Aim of the task: Reproduce the data word for word, from its first line through the line containing "0, 261, 106]]", inclusive.

Data taken from a collection:
_ _ _ _ _ _ _
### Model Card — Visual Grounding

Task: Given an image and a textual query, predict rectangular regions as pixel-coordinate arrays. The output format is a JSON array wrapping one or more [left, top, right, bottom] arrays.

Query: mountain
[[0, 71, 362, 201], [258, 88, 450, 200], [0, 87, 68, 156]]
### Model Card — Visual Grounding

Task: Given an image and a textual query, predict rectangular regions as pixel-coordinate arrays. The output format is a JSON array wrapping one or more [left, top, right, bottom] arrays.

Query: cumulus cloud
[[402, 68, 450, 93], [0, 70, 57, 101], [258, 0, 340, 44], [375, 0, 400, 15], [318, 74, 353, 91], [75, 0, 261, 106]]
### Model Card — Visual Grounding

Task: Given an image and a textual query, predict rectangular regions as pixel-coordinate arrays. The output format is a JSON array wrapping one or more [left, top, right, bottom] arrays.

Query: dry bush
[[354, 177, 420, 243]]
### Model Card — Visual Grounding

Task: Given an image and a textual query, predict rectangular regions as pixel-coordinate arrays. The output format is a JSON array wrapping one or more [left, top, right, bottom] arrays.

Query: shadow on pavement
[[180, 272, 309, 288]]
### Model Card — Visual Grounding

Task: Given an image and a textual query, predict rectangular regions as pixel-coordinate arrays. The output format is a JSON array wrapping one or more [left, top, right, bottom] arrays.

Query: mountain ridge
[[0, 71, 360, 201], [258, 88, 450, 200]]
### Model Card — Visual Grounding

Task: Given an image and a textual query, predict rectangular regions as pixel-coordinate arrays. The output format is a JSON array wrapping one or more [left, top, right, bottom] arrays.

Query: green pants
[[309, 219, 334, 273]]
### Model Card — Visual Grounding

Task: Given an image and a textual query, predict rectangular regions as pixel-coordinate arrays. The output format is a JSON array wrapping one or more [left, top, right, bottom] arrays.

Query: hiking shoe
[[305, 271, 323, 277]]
_ _ _ _ _ _ _
Exercise output:
### Model Card — Visual Grounding

Task: Given an image and a textual query, predict rectangular regions as pixel-coordinate arrays. The output format is a JSON array wrapping one or more [left, top, right, bottom] arrays.

Query: mountain
[[0, 71, 362, 201], [258, 88, 450, 200], [0, 87, 68, 156]]
### Model Card — Visual Grounding

Task: Given an image and a textual query, predict rectangular regions as pixel-coordinate arrays. The output format is a JSON array wrapping one or more [left, top, right, bottom] arrays.

Query: cumulus cloud
[[402, 68, 450, 93], [0, 70, 57, 101], [258, 0, 340, 44], [375, 0, 400, 15], [318, 74, 353, 91], [75, 0, 261, 106]]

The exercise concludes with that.